- [Selected excerpt]
+++++

A swollen stream which cut off contacts with outside world for a small hamlet in Tandur mandal of Vikarabad district cost the life of a 11-year-old girl suffering from fever as her treatment was delayed by several hours.
With no other road communication left for the habitation, the girl's father Harijan Balappa and his wife Amrutamma carried Harika on their shoulders by turns walking three kilometers over a railway track to reach a motorable road where they hired an autorickshaw up to the government hospital at Tandur on Friday evening. The doctors at the hospital advised Amrutamma who was left alone as her husband had returned for work to rush the girl to the government owned Niloufer Children's Hospital in Hyderabad.
Balappa told The Hindu that Amrutamma with the help of her brothers at Tandur pooled money to hire an ambulance but to their shock the Tandur-Hyderabad highway was breached at two places en route. The driver took the vehicle on a different route via Parigi which took 15 kms more to reach Hyderabad late in the night.
It was too late by the time the doctors at Niloufer commenced treatment on Harika, a student of Class six at a government upper primary school, as she developed complications and breathed her last around 2 a.m. on Saturday. Amrutamma and her brothers headed for the village with the body without even collecting the medical reports. Their return journey was on a tractor that slowly waded through knee high water and slush on a different route for a few kilometres up to the village. The journey was risky as the tractor was vulnerable to getting stuck in the slush, according to Balappa.
Village sarpanch Devari Narender Reddy said the stream near the habitation was overflowing cutting off the habitation for nearly 10 days in the latest rains. He said the gram panchayat had requested the government to sanction a bridge across the stream but it did not materialise so far.

+++++

- [Supplied material]

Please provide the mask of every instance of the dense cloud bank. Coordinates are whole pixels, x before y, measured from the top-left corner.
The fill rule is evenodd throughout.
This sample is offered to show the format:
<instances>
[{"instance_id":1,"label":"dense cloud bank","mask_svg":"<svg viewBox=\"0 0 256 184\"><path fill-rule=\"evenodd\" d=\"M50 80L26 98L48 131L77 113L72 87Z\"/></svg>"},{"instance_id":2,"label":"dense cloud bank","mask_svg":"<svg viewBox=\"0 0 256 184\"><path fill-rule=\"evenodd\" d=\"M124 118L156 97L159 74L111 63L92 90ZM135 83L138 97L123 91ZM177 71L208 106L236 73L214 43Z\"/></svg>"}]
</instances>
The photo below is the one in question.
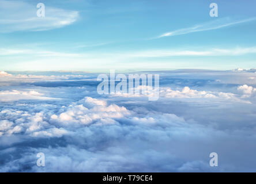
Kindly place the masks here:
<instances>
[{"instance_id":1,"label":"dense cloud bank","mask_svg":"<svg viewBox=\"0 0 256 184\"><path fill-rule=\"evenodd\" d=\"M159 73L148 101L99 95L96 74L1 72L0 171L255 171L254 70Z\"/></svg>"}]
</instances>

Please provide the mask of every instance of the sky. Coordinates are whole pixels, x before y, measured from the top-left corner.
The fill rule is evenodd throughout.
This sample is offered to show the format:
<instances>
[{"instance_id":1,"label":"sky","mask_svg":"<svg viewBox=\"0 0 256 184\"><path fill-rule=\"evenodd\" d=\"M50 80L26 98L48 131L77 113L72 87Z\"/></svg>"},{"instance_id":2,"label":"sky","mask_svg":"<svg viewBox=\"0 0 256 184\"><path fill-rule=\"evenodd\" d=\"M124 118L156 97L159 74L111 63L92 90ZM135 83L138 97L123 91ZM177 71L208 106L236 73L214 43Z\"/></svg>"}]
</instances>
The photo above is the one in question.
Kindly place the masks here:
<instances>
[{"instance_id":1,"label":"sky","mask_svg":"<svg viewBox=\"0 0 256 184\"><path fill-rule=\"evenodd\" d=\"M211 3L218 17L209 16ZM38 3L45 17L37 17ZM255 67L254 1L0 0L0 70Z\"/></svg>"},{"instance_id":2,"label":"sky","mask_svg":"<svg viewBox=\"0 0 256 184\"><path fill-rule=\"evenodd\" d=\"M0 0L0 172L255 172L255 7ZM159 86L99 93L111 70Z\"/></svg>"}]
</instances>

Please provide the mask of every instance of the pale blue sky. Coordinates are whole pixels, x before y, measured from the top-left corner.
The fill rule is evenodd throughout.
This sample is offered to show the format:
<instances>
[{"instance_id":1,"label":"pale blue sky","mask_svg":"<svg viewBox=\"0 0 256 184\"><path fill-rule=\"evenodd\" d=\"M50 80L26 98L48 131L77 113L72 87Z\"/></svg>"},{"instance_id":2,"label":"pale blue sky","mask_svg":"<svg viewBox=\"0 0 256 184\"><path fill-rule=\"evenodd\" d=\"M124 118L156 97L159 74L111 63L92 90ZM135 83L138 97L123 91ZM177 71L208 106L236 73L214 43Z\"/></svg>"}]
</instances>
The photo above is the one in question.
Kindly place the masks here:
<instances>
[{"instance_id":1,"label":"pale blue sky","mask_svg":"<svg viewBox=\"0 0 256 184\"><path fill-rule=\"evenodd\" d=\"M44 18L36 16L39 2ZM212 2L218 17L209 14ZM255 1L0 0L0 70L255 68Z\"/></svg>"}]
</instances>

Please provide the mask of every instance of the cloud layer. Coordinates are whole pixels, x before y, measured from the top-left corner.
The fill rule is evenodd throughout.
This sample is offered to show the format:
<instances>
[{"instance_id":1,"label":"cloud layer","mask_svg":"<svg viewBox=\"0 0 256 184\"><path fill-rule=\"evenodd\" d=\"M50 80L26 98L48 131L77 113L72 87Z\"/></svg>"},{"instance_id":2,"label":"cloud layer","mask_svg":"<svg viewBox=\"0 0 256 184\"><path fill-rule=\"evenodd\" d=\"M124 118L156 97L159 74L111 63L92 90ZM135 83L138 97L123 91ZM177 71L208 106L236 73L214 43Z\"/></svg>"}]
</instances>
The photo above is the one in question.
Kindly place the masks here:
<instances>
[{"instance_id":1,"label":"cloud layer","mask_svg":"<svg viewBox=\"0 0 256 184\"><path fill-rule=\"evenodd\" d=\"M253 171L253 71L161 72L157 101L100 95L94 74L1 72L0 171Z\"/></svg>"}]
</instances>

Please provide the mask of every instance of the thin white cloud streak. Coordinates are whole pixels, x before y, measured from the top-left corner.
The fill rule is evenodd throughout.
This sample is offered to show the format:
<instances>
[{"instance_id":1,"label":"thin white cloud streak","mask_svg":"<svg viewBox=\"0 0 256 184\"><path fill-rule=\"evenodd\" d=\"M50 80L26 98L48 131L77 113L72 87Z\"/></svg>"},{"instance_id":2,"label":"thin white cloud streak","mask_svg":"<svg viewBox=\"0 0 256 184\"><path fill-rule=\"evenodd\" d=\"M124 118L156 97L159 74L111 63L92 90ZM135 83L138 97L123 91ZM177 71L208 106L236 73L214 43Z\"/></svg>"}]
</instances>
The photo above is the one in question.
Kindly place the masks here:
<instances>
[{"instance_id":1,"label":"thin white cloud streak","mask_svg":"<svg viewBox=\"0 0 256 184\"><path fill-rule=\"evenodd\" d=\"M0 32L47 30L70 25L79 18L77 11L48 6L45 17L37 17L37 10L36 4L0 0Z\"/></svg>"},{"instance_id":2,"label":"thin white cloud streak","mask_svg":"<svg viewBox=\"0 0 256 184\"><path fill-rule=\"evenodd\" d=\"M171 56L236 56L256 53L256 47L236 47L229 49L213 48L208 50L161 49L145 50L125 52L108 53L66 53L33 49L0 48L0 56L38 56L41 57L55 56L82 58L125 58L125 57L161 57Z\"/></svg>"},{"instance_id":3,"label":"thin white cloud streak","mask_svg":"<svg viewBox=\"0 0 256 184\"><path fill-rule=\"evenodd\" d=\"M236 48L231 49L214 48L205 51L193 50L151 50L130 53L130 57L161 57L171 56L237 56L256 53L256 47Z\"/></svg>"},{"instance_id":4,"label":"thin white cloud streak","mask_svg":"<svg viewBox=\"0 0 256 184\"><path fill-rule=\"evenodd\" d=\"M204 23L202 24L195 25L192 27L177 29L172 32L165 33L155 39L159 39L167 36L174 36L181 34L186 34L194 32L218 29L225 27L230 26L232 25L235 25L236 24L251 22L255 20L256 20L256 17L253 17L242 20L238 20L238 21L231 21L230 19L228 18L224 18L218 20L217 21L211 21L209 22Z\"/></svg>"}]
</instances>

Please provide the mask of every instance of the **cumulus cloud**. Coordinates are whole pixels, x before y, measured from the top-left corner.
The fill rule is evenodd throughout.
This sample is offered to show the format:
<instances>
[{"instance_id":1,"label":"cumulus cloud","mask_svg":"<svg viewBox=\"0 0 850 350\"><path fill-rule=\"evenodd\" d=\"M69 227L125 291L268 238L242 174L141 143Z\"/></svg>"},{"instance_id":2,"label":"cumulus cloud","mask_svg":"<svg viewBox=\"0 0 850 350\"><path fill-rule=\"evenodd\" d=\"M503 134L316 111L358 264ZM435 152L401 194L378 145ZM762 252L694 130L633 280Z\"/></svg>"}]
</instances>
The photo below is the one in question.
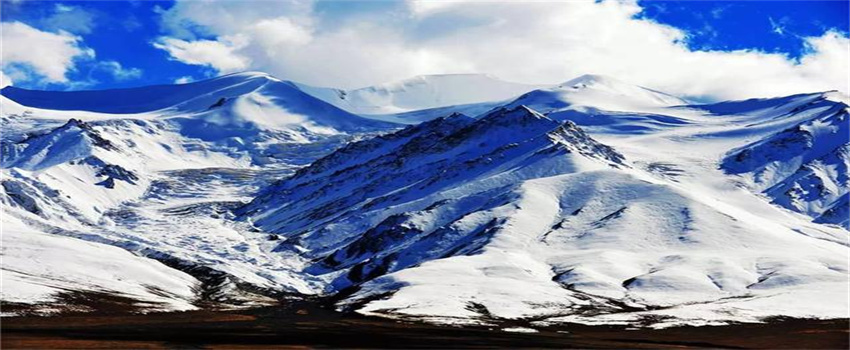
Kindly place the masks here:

+++++

- [Problem] According to the village sarpanch in the news report on the swollen stream, for how long did the stream cut off the habitation during the latest rains?

- [Answer space] For nearly 10 days.